— Start of Data —

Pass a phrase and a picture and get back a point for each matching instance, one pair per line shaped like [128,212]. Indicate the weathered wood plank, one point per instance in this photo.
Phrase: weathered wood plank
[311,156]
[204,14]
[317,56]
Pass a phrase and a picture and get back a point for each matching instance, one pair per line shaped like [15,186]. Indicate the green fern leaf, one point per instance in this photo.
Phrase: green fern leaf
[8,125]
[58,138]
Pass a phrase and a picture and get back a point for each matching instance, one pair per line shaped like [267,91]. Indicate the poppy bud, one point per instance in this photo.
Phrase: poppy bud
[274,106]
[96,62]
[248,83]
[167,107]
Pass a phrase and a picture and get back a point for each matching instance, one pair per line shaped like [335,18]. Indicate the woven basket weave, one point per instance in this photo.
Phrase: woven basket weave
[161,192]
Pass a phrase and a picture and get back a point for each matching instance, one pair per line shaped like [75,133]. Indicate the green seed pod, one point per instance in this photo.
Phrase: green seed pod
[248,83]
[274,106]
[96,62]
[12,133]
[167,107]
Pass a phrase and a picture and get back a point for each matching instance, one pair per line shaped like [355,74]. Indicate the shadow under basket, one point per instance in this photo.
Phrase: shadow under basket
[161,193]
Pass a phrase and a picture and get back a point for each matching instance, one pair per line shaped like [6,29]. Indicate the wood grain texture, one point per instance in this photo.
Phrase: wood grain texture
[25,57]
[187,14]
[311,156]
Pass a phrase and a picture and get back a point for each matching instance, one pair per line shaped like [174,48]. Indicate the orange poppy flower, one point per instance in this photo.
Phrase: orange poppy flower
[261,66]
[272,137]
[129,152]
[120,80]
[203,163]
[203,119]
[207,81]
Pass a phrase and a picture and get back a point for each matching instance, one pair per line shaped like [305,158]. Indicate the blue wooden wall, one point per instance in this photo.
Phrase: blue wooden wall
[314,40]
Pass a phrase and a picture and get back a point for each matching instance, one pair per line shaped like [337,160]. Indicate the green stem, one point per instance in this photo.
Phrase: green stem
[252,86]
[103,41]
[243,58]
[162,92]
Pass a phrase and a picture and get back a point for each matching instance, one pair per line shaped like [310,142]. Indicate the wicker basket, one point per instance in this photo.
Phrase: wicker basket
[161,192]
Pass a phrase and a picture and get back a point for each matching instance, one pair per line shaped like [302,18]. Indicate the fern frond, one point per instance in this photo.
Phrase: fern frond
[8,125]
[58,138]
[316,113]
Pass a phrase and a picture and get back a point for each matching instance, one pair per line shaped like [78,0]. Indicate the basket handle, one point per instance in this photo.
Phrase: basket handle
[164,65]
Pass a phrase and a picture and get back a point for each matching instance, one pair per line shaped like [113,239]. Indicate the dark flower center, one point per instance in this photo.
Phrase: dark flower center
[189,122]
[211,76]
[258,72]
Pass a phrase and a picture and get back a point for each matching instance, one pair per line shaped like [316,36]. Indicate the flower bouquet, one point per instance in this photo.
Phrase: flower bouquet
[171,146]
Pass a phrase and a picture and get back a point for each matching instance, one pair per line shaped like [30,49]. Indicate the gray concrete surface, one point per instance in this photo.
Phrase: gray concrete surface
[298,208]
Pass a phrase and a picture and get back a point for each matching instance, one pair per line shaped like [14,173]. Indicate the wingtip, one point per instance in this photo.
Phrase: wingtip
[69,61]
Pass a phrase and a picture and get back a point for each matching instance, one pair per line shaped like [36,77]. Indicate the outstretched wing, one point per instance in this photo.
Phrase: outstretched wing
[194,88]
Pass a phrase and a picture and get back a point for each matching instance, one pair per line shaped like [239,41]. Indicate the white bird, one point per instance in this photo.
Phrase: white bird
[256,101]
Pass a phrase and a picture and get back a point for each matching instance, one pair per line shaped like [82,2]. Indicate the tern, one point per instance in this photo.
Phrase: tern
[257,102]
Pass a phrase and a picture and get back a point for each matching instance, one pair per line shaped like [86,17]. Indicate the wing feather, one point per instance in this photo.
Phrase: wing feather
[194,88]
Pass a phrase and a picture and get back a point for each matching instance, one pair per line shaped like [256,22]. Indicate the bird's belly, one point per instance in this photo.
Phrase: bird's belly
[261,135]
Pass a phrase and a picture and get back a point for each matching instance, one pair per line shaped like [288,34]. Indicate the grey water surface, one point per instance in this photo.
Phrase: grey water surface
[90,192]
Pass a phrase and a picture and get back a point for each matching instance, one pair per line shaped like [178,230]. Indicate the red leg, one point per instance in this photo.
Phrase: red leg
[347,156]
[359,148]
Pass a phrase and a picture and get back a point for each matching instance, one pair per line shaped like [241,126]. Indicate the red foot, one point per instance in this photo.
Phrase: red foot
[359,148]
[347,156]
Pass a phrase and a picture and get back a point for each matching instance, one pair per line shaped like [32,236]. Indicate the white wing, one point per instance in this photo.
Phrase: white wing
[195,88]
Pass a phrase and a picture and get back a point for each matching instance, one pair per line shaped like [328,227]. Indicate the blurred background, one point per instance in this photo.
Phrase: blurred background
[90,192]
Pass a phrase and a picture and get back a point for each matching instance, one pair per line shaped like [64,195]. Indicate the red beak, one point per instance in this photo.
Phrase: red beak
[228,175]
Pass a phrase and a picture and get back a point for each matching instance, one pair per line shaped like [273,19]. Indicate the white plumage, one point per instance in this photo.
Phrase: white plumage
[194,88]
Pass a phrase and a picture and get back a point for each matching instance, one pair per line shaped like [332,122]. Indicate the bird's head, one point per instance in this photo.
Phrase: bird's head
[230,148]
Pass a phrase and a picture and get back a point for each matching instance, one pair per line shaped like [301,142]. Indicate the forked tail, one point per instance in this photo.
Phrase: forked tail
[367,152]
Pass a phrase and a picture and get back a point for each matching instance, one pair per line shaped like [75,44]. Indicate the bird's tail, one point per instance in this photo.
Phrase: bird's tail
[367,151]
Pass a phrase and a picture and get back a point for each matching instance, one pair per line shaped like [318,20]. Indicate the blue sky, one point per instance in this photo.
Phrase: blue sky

— End of Data —

• [Given task] Rewrite every entry above with each "instance" replaced by "occurrence", leaving everything else unchanged.

• [Result of the exercise]
Pass a phrase and a picture and get back a point for each matching occurrence, one pair per line shaped like [128,212]. Indicate the weathered wood plank, one point per occurrence in this photo.
Phrase: weathered wood plank
[311,156]
[204,14]
[317,56]
Pass a phrase and a picture and get back a point for each matching occurrence, one pair per line shaped like [15,186]. Indicate the green fern leaf, one point per occurrence in this photo.
Phrase: green fern leaf
[8,125]
[58,138]
Pass a phrase and a picture and get back a point for each matching occurrence, one pair per line shaped like [267,91]. Indicate the poppy bud, one point per occurrence in this photo.
Phrase: poppy bud
[274,106]
[96,62]
[248,83]
[167,107]
Pass a phrase and a picture and get back a point for each matching occurrence, one pair per line shaped like [335,18]. Indicate the woven basket weave, one point per occurrence in this photo.
Phrase: woven basket weave
[161,192]
Pass a phrase and a picture and get back a point for each matching occurrence, one pair per line shaped like [75,133]. Indicate the green seed pod, one point per occurrence in this photo.
Phrase: green seed pod
[248,83]
[274,106]
[96,62]
[12,133]
[167,107]
Pass a phrase and a picture and get back a point for each matching occurrence, one pair per line shaped like [355,74]. Indicate the shadow under basket, one point per occurrence in this photo.
Phrase: shadow under basket
[161,193]
Pass a phrase and a picture and get back a point for each matching occurrence, one pair per line shaped like [6,29]. Indicate the wood grain texture, one point per occurrence in this photo.
Phrase: wood grain texture
[25,57]
[187,14]
[311,156]
Pass a phrase and a picture and get back a point for each matching occurrence, one pair per line shaped like [174,48]. Indicate the orange poppy flower, one point per occurrence in this photo.
Phrase: orange poppy flower
[261,66]
[272,137]
[129,152]
[120,80]
[203,163]
[203,119]
[207,81]
Pass a phrase and a picture and get back a point for each matching occurrence, one pair per line shaped like [305,158]. Indicate the blue wooden wall, one point per occurrence in this photo.
Phrase: blue wooden wall
[314,40]
Pass a phrase and a picture and get back a point for each matching occurrence, one pair per line shaped like [337,160]. Indicate the green stem, one point per occurrence in this photo.
Phrase: green stem
[252,86]
[103,41]
[243,58]
[162,92]
Pass a phrase and a picture and get back a point for each matching occurrence, one pair per line shaped like [310,142]. Indicate the wicker basket, one point per occurrence in this photo.
Phrase: wicker basket
[161,192]
Pass a phrase and a picture and get back a point for each matching occurrence, one pair per line shaped like [302,18]. Indicate the fern frond, one point per occurrence in this photo.
Phrase: fern frond
[8,125]
[58,138]
[316,113]
Pass a phrase and a picture and get back a point for each matching occurrence, one pair per line shaped like [78,0]. Indicate the basket handle, one point per occurrence in this photo.
Phrase: basket handle
[164,65]
Pass a phrase and a picture and get back a point for each matching occurrence, one pair per line shaped like [113,239]. Indicate the dark flower center, one point per occurrence in this photo.
Phrase: dark flower center
[189,122]
[211,76]
[258,72]
Pass a phrase and a picture and get back a point for each matching occurrence, one pair per line shaped like [316,36]. Indicate the flower bouquet, one point per occurrence in this photo.
Phrase: flower bouquet
[171,146]
Pass a phrase and a picture and get back a point for each matching occurrence, one pair per line shaped like [30,49]. Indicate the gray concrete surface, one point per occurrence in this photo.
Phrase: gray concrete surface
[298,208]
Pass a phrase and a picture and get back a point for each matching occurrence, one pair per line shaped like [14,173]. Indicate the wingtip, one point per occurrence in this photo.
Phrase: wingtip
[69,61]
Pass a phrase and a picture and get back a point for each matching occurrence, one pair per line shaped like [36,77]. Indicate the outstretched wing, one point per occurrence in this photo.
Phrase: outstretched wing
[194,88]
Pass a phrase and a picture and get back a point for each matching occurrence, one pair per line shaped like [239,41]. Indicate the white bird, one point per occurrence in this photo.
Phrase: white bird
[256,101]
Pass a phrase and a picture and get back a point for each matching occurrence, one pair per line shaped like [82,2]. Indicate the tern, one point per occurrence in this photo.
Phrase: tern
[257,102]
Pass a phrase and a picture and get back a point for each matching occurrence, one pair per line shaped like [86,17]. Indicate the wing feather, one point per occurrence in this photo.
Phrase: wing feather
[194,88]
Pass a phrase and a picture and get back a point for each matching occurrence, one pair per line shaped like [256,22]. Indicate the bird's belly, one point per occurrence in this photo.
Phrase: bird's belly
[261,135]
Pass a phrase and a picture and get back a point for each matching occurrence, one pair per line shaped like [288,34]. Indicate the grey water surface, one point per occurrence in this photo.
Phrase: grey water surface
[90,192]
Pass a phrase and a picture and get back a point for each matching occurrence, one pair per line shaped like [178,230]. Indicate the red leg, one point per occurrence in this photo.
Phrase: red leg
[347,156]
[359,148]
Pass a phrase and a picture and get back a point for each matching occurrence, one pair per line shaped like [241,126]. Indicate the red foot, one point per occurrence in this photo.
Phrase: red foot
[359,148]
[347,156]
Pass a phrase and a picture and get back a point for each matching occurrence, one pair per line shaped like [32,236]. Indicate the white wing, one point per occurrence in this photo.
Phrase: white wing
[195,88]
Pass a phrase and a picture and get back a point for each matching occurrence, one pair per line shaped like [328,227]. Indicate the blurred background, one point per occurrence in this photo.
Phrase: blurred background
[90,192]
Pass a phrase and a picture and get back a point for each matching occurrence, one pair per line shaped like [64,195]. Indicate the red beak, one point per occurrence in this photo.
Phrase: red beak
[228,175]
Pass a phrase and a picture and get back a point for each matching occurrence, one pair per line shaped like [273,19]. Indicate the white plumage, one point per occurrence in this photo.
Phrase: white plumage
[194,88]
Pass a phrase and a picture and get back a point for each matching occurrence, one pair per line shaped like [332,122]. Indicate the bird's head, one point per occurrence in this photo.
Phrase: bird's head
[230,148]
Pass a phrase and a picture and get back a point for each matching occurrence, one pair per line shaped like [301,142]. Indicate the forked tail, one point per occurrence in this photo.
Phrase: forked tail
[367,152]
Pass a phrase and a picture and get back a point for each matching occurrence, one pair per line shaped like [75,44]. Indicate the bird's tail, one point per occurrence in this photo.
Phrase: bird's tail
[367,151]
Pass a phrase and a picture and get back a point for each matching occurrence, one pair per line shaped like [318,20]. Indicate the blue sky, one point per occurrence in this photo.
Phrase: blue sky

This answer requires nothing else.